**WORK TO COMPLETE**.
1 > In the fanfic critique reply, where does the writer say the rest of the chapters can be found?
2 > List every tag that appears in square brackets in the subject line of the fanfic critique reply.

**PASSAGE PROVIDED**.
--

[FFML] [Fanfic][R1/2] Family Secrets - Chapter 5
Ignacio Moreno
kinai2k7 at gmail.com
Wed Jan 13 05:27:20 PST 2016
>
> You probably know the drill: All comments represent the opinions of one
> particularly cranky reader; use what you find useful and discard the rest.
>
I know. Don't worry. :) And thanks for comment this chapter, if you are
interested you can find the rest of chapters in FFML or ff.net.
> Upon hearing the soft voice, she stopped. Luckily, she had enough time to
>> raise her arms when the door exploded and protect herself from the
>> splinters that flew towards her.
>>
>
> Wording seems a little awkward. Suggest:
>
> Upon hearing the soft voice, she stopped. The door exploded. Luckily, she
> had enough time to
> raise her arms and protect herself from the splinters that flew towards
> her.
>
> For the immediacy of an action scene you generally want the narration to
> be sequential; the door shatters before the hands go up, so mention it
> first.

--

**COLLECTED DATA**.
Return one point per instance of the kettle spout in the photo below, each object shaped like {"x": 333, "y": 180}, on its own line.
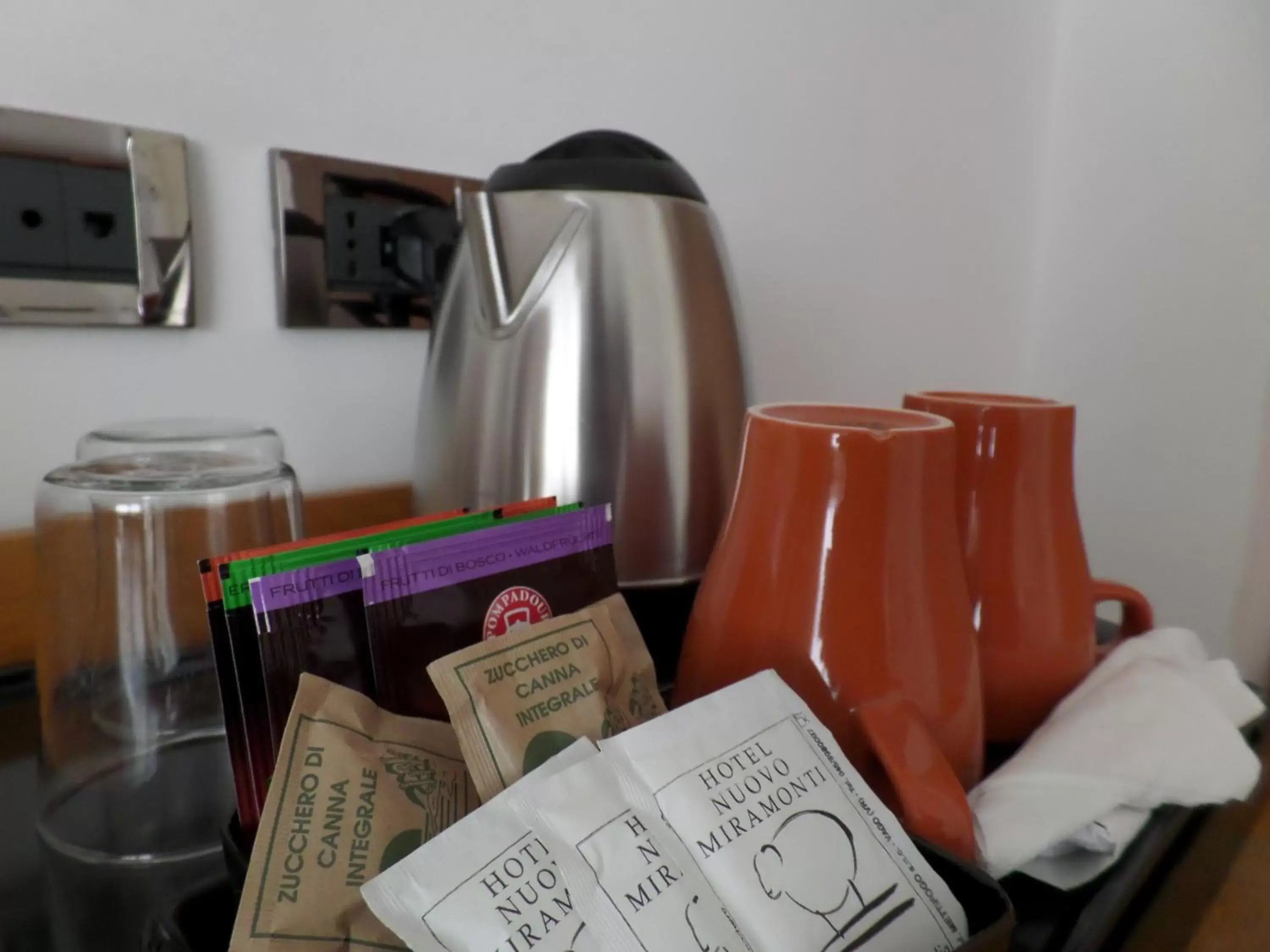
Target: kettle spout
{"x": 506, "y": 297}
{"x": 480, "y": 223}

--

**SOLUTIONS BY TASK**.
1 > In FFML or ff.net.

2 > FFML, Fanfic, R1/2